--- START Material for this task ---

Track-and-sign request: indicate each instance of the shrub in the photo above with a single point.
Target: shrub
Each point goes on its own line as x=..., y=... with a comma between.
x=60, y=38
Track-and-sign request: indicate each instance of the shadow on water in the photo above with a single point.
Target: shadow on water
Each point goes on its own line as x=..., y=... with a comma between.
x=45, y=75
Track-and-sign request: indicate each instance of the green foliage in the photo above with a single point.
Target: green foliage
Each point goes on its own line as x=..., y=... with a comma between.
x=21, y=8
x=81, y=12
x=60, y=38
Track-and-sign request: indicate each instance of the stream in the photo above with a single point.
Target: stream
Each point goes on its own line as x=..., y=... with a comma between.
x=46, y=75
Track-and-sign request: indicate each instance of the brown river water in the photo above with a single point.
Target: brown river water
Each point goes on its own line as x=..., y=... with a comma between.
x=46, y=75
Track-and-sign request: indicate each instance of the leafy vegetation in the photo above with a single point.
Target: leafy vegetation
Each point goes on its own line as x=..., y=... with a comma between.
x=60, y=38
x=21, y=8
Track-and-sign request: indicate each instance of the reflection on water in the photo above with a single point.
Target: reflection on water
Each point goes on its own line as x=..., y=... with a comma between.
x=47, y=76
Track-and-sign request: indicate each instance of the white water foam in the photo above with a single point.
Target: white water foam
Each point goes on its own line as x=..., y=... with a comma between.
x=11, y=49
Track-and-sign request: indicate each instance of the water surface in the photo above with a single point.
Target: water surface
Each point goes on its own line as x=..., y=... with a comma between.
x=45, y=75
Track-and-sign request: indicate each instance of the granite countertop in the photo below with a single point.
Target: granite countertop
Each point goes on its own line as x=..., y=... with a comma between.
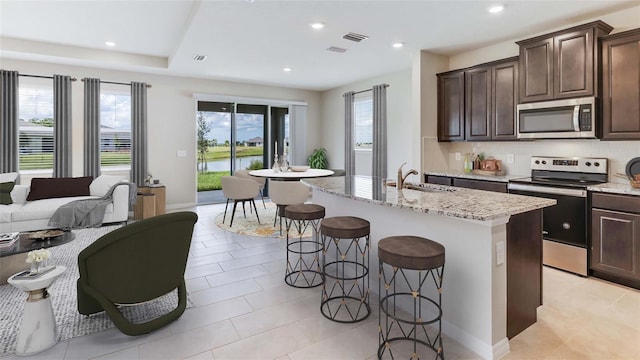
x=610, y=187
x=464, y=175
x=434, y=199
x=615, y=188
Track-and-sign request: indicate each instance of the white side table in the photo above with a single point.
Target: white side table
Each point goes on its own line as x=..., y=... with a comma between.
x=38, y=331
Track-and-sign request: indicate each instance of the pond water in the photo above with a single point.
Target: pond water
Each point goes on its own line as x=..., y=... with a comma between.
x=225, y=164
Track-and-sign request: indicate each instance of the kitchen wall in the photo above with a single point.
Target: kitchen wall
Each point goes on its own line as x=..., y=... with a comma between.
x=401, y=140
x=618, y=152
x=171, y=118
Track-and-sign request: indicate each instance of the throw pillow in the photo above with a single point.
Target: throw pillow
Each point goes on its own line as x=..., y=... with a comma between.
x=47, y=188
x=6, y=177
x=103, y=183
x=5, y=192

--- END Material for this task ---
--- START Material for this task ---

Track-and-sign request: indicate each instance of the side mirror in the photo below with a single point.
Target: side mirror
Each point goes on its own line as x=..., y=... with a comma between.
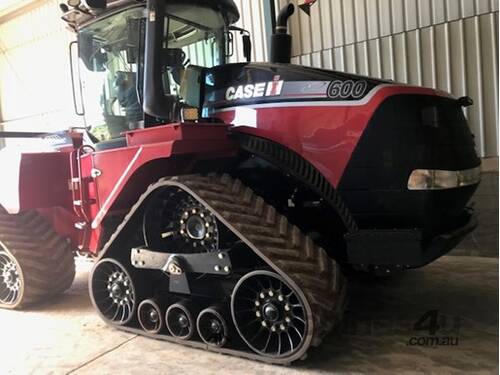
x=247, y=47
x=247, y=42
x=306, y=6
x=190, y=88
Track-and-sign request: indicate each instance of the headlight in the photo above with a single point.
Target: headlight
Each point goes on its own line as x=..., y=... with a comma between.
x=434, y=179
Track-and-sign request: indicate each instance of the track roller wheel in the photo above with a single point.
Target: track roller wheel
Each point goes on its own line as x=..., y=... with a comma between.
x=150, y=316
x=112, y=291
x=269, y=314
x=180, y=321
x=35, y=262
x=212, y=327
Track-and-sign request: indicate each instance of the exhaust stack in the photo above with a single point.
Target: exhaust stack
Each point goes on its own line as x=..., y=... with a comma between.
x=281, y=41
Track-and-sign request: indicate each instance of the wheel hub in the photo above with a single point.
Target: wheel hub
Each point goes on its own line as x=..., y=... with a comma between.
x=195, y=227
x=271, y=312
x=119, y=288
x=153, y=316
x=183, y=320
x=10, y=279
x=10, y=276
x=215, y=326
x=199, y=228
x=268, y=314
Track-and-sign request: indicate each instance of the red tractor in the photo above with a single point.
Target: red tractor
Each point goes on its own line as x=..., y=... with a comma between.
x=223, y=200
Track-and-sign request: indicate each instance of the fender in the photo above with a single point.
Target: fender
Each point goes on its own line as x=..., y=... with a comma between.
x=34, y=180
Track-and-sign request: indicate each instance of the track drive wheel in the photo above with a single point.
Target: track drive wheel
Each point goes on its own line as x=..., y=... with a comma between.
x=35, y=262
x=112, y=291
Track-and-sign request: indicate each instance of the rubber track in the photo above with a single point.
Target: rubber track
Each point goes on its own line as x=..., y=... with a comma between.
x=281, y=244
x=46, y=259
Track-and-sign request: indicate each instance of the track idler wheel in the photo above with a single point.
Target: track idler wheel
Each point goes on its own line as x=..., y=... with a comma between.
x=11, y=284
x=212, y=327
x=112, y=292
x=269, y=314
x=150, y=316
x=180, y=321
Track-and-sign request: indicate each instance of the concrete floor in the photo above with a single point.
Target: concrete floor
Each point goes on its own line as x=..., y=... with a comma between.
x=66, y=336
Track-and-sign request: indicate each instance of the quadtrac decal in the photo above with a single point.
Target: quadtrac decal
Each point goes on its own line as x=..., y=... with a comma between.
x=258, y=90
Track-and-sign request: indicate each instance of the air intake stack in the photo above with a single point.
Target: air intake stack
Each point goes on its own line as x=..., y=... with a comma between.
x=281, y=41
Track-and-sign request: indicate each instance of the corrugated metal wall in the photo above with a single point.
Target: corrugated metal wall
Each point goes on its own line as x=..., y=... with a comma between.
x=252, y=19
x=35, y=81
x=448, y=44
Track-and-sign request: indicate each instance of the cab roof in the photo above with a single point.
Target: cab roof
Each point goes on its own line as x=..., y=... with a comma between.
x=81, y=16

--- END Material for this task ---
--- START Material for this task ---

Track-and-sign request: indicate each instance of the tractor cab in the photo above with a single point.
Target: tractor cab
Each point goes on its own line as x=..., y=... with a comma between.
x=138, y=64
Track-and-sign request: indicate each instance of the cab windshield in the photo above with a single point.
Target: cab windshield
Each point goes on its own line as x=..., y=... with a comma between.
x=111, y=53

--- END Material for this task ---

[Given task]:
Count the lines in the items above that contain the string "shrub", treating uppercase and lowercase letters as different. Reply with the number alone.

[Full response]:
2